From the entries below, report how many lines contain the string "thing". Only the number is wanted.
⁂
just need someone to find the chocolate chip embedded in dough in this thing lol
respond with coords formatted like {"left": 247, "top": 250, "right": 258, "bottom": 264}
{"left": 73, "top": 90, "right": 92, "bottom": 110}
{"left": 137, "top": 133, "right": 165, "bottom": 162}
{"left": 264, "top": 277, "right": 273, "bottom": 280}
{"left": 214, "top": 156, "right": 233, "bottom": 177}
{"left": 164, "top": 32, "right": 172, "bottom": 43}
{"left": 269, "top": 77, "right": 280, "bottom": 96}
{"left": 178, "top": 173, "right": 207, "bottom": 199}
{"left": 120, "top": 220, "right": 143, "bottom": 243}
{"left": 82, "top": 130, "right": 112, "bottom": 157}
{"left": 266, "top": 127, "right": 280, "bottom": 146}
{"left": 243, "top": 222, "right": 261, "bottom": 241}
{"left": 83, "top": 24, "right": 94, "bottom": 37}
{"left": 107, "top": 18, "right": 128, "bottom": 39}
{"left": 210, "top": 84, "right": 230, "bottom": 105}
⁂
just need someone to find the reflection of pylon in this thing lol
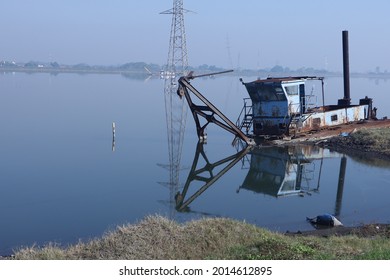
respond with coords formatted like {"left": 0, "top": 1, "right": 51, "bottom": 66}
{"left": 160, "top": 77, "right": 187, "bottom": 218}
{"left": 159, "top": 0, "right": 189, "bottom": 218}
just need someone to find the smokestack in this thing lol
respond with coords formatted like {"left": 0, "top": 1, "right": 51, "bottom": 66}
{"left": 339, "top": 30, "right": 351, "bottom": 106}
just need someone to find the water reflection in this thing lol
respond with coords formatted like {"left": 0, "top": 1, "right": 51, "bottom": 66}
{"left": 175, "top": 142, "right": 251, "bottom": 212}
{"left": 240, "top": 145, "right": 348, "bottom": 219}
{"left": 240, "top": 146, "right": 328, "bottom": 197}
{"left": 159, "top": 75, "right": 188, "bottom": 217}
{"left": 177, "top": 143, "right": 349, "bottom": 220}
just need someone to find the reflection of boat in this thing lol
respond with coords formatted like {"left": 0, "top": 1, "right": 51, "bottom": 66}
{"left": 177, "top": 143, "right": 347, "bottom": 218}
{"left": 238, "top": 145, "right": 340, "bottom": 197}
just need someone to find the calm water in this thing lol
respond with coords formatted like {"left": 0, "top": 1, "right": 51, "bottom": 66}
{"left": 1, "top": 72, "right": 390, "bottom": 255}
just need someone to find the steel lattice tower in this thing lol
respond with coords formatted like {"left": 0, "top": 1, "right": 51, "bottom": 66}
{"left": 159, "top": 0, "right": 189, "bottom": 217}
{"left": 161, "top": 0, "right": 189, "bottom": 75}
⁂
▶ _Solution to this problem_
7